— Kutipan Dokumen —
┌──
KEADAAN BLITAR PADA MASA KERAJAAN MAJAPAHIT
     Blitarlah yang mengawasi lalu-lintas ini hingga Blitar mendapatkan kedudukan yang boleh dikata istimewa. Ini dapat dilihat dari adanya banyak prasasti dan bangunan suci di Blitar yang hampir semua memberikan hadiah bebas pajak kepada desa-desa. Desa-desa ini disebut Sima. Walaupun bebas pajak namun, Sima ini dibebani tugas istimewa yang berhubungan dengan banungunan suci atau dengan raja berdasarkan atas pertimbangan ekonomis (Soekmono, 1973). Nampaknya raja-raja sejak Balitung sampai jatuhnya kerajaan Majapahit, berkepentingan di daerah Blitar ini. Bahkan Raja terbesar Majapahit Hayam Wuruk, selama pemerintahanya tidak kurang dari tiga kali mengelilingi Blitar. Bahwa seorang raja yang berstatus prabu (maharaja) seperti Hayam Wuruk itu sampai berkali-kali pergi ke Blitar.  Maka arti penting Blitar tidak dapat begitu saja diabaikan.
      Di dalam Kitab Nagarakertagama Pupuh I : 4-5 pada tahun 1334 M Gunung Kampud (Gunung Kelud sekarang) meletus, dengan kilat dan guntur bersambungan di udara, hujan abu serta gempa bumi yang sebenarnya pertanda kelahiran seorang bayi sebagai Putra Mahkota Hayam Wuruk (Slamet Mulyana; 1979). Biasanya masa lalu, apabila ada kelahiran seorang anak (putra mahkota) yang lahir ke dunia kemudian “disertai alam berontak” (seperti gempa bumi, air bah dan sebagainya). Itu akan menjadi seorang raja yang adigdaya (memiliki kekuatan supranatural tinggi).
└──
— Baris Data —
┌──
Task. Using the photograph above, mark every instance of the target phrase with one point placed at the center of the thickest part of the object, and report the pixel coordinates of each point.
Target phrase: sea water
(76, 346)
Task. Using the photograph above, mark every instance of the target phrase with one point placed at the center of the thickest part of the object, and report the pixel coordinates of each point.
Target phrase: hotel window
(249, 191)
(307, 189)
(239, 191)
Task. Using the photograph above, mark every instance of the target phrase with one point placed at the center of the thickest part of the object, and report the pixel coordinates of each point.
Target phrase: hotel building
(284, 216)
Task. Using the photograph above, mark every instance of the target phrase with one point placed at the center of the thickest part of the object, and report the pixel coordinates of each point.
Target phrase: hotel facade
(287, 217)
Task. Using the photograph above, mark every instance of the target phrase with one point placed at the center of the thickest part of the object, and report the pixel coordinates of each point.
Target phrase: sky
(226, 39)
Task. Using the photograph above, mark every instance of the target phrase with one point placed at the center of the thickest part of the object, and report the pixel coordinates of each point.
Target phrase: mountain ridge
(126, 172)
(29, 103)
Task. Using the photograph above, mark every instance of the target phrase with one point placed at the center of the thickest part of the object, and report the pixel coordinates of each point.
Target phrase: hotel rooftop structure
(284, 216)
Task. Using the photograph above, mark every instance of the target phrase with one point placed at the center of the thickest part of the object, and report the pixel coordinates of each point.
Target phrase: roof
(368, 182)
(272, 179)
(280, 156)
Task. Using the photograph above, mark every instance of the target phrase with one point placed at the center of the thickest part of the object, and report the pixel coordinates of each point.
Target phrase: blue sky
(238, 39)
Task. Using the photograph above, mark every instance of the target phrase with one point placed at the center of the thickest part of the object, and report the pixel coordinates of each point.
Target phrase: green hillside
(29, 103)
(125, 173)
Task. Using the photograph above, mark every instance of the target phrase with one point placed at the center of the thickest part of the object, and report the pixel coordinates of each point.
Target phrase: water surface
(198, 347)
└──
— Tujuan —
[1] Jawablah pertanyaan berikut berdasarkan kutipan tentang Blitar.
(a) Apa sebutan bagi desa-desa yang dibebaskan dari pajak?
(b) Berapa kali Hayam Wuruk mengelilingi Blitar selama masa pemerintahannya?
(c) Pada tahun berapa Gunung Kampud meletus menurut Kitab Nagarakertagama?
[2] Lanjutkan kutipan tentang Blitar setelah kalimat terakhirnya.

— Jawaban Tiap Tugas —
[1]
(a) Sima.
(b) Tidak kurang dari tiga kali.
(c) Tahun 1334 M.

[2]
      Pada tahun 1350 M, putra mahkota Hayam Wuruk dinobatkan menjadi raja Majapahit. Ia bergelar Sri Rajasanagara, dan dikenal pula dengan nama Bhra Hyang Wekasing Sukha. Ketika ibunya Tribhuwanatunggadewi masih memerintah, Hayam Wuruk telah dinobatkan menjadi raja muda dan mendapat daerah Jiwana sebagai daerah lungguhnya. Dalam menjalankan pemerintahannya Hayam Wuruk didampingi oleh Gajah Mada yang menduduki jabatan Patih Hamangkubhumi. Jabatan ini sebenarnya sudah diperoleh ketika ia mengabdi kepada raja Tribhuwanattunggadewi, yaitu setelah ia berhasil menumpas pemberontakan di sadeng. Dengan bantuan Patih Hamangkubhumi Gajah Mada, raja Hayam Wuruk berhasil membawa kerajaan Majapahit ke puncak kejayaannya. Seperti halnya raja Kertanegara yang mempunyai gagasan politik perluasan cakrawala mandala yang meliputi seluruh Dwipantara, Gajah Mada ingin melaksanakan pula gagasan politik nusantaranya yang telah dicetuskan sebagai Sumpah Palapa di hadapan raja Tribhuwanattunggadewi dan para pembesar kerajaan Majapahit. Dalam rangka menjalankan politik nusantaranya itu satu demi satu daerah-daerah yang belum bernaung di bawah panji kekuasaan Majapahit ditundukkan dan dipersatukannya. Dari pemberitaan Prapanca di dalam Kakawin Nagarakertagama dapat diketahui bahwa daerah-daerah yang ada di bawah kekuasaan Majapahit itu sangat luas. Politik Nusantara ini berakhir sampai tahun 1357 M, dengan terjadinya peristiwa di Bubat, yaitu perang antara orang Sunda dan Majapahit. Kitab Pararaton masih menyebutkan pula adanya ekspedisi ke Dempo dalam th 1357 M, yang bersamaan dengan terjadinya peristiwa di Bubad (Drs. Haris Daryono Ali Haji, SH, MM, 2009: 54).
     Dari kitab Pararaton kita mengetahui, bahwa setelah peristiwa bubat berakhir kemudian Gajah Mada Mukti Palapa, mengundurkan diri dari dari jabatannya. Beberapa waktu kemudian ia aktif kembali dalam pemerintahan, tetapi tidak ada keterangan lebih lanjut mengenai program politik Nusantaranya setelah peristiwa Bubat. Di dalam Kakawin Nagarakertagama, disebutkan bahwa raja Hayam Wuruk pernah menganugerahkan sebuah Sima kepada Gajah Mada, yang kemudian diberi nama Darma Kasogatama Madakaripura. Pada waktu Hayam Wuruk mengadakan perjalanan ke Lumajang, ia singgah di Sima Darma Kasogatama Madakaripura dan menempati pesanggrahannya. Sima Madakaripura ini agaknya kemudian berkembang menjadi desa sima yang cukup pada abad XVI (Slamet Muljana, 1979:139)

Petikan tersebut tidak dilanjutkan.